Texte fourni ->
########################################

[Traduit en français sous le titre : Aux frontières de l'Europe]
« From Stettin in the Baltic to Trieste in the Adriatic, an iron curtain has descended across the continent. » dit Churchill le 5 mars 1946, en consacrant ainsi une expression – « le rideau de fer » – traduite et utilisée dans toute les langues depuis. En 2008, Trieste, la ville de Rumiz, n'est plus sur le « limes » : l'empire de Bruxelles – au sens géopolitique, s'entend – l'a déplacé de quelques centaines de kilomètres vers l'est, au détriment de l'empire de Moscou. Mais, à la veille de l'explosion de la guerre de Géorgie, et aujourd'hui avec l'annexion de la Crimée et des tensions ininterrompues entre l'est et l'ouest de l'Ukraine, cette frontière qui coupe le continent européen verticalement de nord à sud n'est certes pas aussi périmée qu'elle semble l'être.
Le journaliste-voyageur en mal de frontières décide de la parcourir dans toute sa longueur en transports en commun – trains et bus – des Terres hyperboréennes au nord de Rovaniemi (et Mourmansk du côté russe), jusqu'à Odessa, sur la Mer Noire, où il s'embarque à destination d'Istanbul, toujours accompagné de la photographe Monika qui assure l'interprétariat du russe, au cours d'un périple d'un mois.
Ses découvertes, et les nôtres, sont d'abord d'ordre cartographique : contrairement à nos représentations courantes, le nord du permafrost est beaucoup plus étendu qu'on le pense, de sorte que les pays baltes se situent environ à mi-parcours entre Mourmansk et Odessa ; le barycentre de l'Europe, quant à lui, ne se situe ni à Strasbourg ni à Genève (!), mais bien sur le Dniestr, juste à l'est des Carpates, comme l'avaient gravé sur le marbre les fonctionnaires du Kaiser-König...
Le parcours fait état d'une succession de coupures frontalières, certes, mais surtout, sur toute sa longueur, de migrations forcées de populations, jusqu'à des époques étonnamment proches – les années 1990 pour les derniers départs vers Israël – Shoah, déportations, punitions collectives et autres « nettoyages ethniques » qui ont laissé d'innombrables fantômes, juifs notamment, mais aussi allemands (en Pologne orientale), et slaves de différentes origines transplantés de force dans un dernier mouvement démographique d'est en ouest autour de et en relation avec la Seconde Guerre mondiale. Cette migration se poursuit d'ailleurs pour des raisons économiques, et elle crée de véritables cataclysmes démographiques et économiques dans des pays comme la Biélorussie et l'Ukraine, tandis que les tensions frontalières sont exacerbées par ex. entre la Russie et l'Estonie, et la Pologne, ou autour de l'enclave russe de Kaliningrad, l'ancien Königsberg de Kant. D'autres déséquilibres notables sont dus au dépeuplement des zones rurales et aux désastres écologiques : scarifications de l'industrie minière, de la surexploitation forestière – exportation de la mousse, l'aliment des rennes, qui sert à donner un aspect vieux et gothique aux tombes des riches Occidentaux ! – et même du tourisme – ex. licences de pêche au saumon sauvage.

########################################

Tâches à réaliser ->
1 - D'après le texte fourni, où se situe le barycentre de l'Europe ?
2 - Reproduisez, s'il vous plaît, les lignes des enregistrements en partant de celle qui contient « entry: soldier in red beret » et jusqu'à celle qui contient « Trace every instance of the soldier », ces deux lignes comprises.

Éléments d'étiquetage pour la segmentation ->
########################################

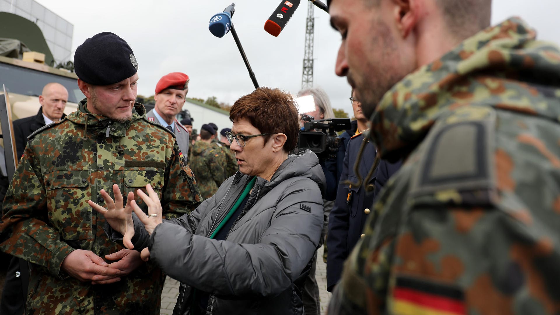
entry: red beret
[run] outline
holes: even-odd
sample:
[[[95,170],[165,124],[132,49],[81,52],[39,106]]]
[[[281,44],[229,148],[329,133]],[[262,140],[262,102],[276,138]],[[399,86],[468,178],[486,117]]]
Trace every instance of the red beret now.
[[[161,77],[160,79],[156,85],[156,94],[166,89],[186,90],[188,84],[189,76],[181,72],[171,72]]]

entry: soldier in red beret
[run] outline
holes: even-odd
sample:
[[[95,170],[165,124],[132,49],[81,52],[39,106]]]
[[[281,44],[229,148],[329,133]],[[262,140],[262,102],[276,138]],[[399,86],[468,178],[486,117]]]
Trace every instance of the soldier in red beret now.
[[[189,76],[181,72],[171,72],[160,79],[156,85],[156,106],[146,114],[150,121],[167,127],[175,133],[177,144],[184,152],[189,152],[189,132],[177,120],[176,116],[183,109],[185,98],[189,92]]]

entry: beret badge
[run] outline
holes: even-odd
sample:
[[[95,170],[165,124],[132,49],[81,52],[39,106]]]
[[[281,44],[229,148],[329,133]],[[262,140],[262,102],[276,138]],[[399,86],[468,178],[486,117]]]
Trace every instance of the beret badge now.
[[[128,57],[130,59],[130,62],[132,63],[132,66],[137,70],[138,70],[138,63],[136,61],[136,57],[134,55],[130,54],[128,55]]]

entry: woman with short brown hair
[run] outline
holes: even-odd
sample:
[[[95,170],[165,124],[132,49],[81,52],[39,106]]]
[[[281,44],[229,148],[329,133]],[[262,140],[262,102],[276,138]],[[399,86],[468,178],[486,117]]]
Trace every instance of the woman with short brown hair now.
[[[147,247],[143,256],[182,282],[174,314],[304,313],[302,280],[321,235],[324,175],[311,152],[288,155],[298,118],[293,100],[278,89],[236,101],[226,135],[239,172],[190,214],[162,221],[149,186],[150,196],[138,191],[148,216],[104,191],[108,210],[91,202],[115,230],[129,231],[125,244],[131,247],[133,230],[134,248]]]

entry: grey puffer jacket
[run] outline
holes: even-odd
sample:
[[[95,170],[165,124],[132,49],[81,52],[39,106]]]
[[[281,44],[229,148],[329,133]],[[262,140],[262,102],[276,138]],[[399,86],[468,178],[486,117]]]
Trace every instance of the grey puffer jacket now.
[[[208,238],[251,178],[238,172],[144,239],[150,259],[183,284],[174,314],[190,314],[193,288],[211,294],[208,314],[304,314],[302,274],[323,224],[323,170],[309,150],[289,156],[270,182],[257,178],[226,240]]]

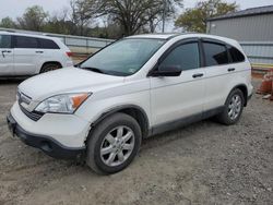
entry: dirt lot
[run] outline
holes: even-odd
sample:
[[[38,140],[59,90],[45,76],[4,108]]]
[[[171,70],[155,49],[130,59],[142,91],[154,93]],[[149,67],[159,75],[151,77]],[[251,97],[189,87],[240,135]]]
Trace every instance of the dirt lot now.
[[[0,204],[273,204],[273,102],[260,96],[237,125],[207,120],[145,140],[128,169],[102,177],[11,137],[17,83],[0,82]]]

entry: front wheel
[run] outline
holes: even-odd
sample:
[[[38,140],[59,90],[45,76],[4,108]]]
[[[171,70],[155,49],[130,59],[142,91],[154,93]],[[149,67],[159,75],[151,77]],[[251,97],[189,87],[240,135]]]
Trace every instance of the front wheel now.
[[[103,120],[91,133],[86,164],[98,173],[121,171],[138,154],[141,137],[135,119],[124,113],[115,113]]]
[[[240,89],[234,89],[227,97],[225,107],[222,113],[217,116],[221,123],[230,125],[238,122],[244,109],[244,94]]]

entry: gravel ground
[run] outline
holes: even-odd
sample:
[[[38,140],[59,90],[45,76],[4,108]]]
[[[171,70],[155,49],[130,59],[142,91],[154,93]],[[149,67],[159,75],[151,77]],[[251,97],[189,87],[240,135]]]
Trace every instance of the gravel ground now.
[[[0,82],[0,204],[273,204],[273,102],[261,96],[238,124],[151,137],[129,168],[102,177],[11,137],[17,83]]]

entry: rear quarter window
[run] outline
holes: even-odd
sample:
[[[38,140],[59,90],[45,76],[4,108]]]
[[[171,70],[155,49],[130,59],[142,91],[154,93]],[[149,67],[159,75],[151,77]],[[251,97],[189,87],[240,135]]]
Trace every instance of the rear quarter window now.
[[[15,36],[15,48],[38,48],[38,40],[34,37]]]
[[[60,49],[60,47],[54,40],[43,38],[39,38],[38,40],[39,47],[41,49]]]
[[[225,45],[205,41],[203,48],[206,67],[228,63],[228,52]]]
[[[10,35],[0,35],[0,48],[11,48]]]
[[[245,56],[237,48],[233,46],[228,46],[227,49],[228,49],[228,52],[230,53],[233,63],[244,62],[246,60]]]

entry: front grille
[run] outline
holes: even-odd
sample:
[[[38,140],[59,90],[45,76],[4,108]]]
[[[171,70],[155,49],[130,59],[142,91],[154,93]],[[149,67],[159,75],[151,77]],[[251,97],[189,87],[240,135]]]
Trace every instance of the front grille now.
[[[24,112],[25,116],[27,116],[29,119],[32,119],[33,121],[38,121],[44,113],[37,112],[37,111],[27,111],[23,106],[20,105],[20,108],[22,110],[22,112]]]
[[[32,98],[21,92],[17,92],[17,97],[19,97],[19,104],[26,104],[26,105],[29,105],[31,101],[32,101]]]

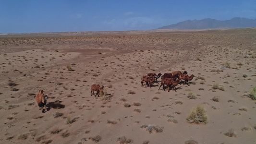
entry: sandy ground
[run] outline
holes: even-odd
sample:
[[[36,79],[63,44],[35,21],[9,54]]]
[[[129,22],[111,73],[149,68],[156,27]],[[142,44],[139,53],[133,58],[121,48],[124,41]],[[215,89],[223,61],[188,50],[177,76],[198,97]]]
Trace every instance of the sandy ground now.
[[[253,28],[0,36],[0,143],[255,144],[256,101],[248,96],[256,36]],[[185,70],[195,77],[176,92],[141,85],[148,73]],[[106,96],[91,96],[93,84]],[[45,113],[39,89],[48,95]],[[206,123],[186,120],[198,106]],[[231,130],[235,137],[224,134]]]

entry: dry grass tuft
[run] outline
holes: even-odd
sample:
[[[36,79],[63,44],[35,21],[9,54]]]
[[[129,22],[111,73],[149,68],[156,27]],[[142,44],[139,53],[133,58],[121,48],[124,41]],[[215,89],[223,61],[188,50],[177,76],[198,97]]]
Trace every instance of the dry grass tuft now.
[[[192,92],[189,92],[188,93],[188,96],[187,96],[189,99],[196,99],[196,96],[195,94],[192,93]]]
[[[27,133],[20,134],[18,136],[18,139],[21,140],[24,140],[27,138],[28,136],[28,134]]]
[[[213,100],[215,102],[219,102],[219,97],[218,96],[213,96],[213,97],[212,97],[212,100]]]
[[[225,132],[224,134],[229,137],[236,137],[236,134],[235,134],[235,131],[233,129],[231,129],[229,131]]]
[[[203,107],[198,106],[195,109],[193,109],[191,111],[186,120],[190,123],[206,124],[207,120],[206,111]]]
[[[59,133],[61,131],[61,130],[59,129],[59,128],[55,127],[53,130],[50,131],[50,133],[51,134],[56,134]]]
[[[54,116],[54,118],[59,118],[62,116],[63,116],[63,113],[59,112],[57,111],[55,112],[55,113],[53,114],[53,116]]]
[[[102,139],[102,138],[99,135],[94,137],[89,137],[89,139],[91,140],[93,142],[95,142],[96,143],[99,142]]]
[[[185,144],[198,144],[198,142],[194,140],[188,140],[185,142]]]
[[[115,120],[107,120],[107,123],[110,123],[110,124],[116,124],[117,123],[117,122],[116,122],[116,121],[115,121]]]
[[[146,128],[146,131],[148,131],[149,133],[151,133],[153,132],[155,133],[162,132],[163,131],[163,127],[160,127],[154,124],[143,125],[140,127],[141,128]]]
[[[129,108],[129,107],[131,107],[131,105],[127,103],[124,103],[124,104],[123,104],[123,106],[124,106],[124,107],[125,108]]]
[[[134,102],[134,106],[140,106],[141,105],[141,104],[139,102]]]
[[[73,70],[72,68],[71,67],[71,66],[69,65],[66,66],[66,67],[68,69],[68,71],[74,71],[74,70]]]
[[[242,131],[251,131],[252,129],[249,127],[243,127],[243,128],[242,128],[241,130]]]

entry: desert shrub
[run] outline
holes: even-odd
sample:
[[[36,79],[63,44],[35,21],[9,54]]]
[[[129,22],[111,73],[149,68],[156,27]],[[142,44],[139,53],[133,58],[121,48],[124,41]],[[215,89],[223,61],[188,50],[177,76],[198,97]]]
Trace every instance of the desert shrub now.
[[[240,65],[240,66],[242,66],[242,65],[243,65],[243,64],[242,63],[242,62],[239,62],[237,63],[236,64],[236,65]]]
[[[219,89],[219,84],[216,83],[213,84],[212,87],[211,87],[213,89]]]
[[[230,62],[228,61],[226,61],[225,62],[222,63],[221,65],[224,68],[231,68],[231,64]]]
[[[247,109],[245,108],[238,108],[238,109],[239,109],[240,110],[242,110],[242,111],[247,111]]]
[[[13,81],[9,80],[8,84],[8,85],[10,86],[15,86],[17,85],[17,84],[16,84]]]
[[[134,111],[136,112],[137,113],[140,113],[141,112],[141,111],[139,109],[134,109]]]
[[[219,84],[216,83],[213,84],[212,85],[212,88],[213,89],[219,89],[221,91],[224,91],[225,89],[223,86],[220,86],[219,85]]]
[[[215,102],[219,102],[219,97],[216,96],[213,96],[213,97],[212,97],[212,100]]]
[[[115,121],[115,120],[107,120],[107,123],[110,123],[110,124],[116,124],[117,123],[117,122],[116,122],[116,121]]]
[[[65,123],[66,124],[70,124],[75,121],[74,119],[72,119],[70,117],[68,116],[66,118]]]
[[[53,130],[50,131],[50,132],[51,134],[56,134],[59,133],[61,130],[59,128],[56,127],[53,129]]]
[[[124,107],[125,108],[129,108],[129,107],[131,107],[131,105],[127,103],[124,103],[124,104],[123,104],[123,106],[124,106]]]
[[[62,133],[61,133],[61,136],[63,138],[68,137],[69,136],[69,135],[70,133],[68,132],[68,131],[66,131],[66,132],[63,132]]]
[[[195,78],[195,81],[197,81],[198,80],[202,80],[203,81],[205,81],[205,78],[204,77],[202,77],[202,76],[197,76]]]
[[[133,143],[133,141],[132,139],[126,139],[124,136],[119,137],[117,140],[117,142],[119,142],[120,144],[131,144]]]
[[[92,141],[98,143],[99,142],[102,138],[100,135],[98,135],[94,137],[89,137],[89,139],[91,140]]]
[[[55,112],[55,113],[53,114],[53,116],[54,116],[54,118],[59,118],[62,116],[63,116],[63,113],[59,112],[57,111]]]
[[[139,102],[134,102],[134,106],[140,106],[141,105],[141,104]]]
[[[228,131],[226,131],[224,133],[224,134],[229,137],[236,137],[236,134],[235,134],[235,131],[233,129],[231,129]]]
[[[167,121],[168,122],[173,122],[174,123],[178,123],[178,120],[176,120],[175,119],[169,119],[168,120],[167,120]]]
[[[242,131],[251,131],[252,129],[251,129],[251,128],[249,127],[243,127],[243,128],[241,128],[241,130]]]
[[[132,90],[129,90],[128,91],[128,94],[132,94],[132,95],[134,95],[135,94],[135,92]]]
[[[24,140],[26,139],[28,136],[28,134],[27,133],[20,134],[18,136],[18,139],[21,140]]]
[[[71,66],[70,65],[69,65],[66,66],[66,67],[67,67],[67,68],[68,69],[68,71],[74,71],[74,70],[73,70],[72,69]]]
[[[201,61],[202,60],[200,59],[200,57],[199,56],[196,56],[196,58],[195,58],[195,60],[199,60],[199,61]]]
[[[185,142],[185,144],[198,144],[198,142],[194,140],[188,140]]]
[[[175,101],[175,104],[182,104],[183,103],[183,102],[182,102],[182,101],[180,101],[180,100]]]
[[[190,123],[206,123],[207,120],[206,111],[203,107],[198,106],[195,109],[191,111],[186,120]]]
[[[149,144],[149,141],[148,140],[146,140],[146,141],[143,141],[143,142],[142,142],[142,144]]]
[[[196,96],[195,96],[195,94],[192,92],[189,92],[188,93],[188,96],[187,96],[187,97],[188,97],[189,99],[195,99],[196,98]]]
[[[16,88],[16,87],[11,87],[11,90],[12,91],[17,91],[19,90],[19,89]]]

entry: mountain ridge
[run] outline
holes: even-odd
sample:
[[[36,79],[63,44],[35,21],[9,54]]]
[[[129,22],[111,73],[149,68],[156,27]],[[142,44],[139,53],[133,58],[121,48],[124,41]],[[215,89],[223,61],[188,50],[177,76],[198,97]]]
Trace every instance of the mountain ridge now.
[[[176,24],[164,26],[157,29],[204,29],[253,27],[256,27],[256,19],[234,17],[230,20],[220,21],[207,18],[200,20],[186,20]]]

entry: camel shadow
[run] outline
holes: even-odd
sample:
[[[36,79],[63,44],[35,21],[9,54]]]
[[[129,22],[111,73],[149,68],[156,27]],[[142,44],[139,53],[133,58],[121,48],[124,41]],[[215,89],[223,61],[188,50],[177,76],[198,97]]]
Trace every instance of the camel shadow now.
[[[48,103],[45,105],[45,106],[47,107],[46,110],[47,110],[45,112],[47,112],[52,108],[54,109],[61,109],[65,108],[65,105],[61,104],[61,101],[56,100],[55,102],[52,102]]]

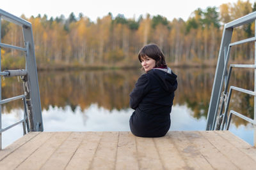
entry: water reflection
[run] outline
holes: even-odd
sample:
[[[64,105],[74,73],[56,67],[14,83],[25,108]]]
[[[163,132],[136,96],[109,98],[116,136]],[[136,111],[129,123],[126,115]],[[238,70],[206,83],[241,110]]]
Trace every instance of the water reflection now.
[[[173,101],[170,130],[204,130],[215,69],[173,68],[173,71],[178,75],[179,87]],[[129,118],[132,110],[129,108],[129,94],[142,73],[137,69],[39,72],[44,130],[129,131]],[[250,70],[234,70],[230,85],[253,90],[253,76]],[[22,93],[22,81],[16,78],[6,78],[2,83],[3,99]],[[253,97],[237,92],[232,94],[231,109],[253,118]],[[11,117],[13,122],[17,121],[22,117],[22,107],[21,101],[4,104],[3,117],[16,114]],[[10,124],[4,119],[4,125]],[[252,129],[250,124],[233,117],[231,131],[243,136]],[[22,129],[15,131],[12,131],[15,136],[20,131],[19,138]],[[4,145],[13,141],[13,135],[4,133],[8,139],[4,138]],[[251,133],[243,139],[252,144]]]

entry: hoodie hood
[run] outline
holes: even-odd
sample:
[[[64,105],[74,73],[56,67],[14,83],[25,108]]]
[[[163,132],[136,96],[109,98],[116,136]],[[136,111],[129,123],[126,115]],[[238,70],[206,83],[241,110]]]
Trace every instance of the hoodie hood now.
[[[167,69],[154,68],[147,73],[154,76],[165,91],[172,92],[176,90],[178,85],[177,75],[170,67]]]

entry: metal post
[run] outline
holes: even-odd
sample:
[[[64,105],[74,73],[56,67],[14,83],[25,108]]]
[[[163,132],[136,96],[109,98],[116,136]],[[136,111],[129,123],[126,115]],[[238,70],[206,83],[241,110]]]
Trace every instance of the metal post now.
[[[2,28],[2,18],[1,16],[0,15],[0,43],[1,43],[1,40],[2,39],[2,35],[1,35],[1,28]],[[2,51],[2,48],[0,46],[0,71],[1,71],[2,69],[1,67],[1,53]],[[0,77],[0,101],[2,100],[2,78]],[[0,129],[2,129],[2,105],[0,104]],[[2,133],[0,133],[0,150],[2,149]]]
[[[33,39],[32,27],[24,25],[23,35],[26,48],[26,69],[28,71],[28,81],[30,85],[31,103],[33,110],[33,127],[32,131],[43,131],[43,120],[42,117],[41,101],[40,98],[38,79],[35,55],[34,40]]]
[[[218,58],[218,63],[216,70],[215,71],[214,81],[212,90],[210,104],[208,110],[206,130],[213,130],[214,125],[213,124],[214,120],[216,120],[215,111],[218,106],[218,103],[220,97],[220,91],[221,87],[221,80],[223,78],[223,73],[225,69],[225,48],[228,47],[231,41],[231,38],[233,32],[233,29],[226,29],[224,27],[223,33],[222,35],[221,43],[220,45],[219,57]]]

########################################

Résultats attendus ->
1 - Sur le Dniestr, juste à l'est des Carpates.

2 -
entry: soldier in red beret
[run] outline
holes: even-odd
sample:
[[[95,170],[165,124],[132,49],[81,52],[39,106]]]
[[[281,44],[229,148],[329,133]],[[262,140],[262,102],[276,138]],[[399,86],[468,178],[486,117]]]
Trace every instance of the soldier in red beret now.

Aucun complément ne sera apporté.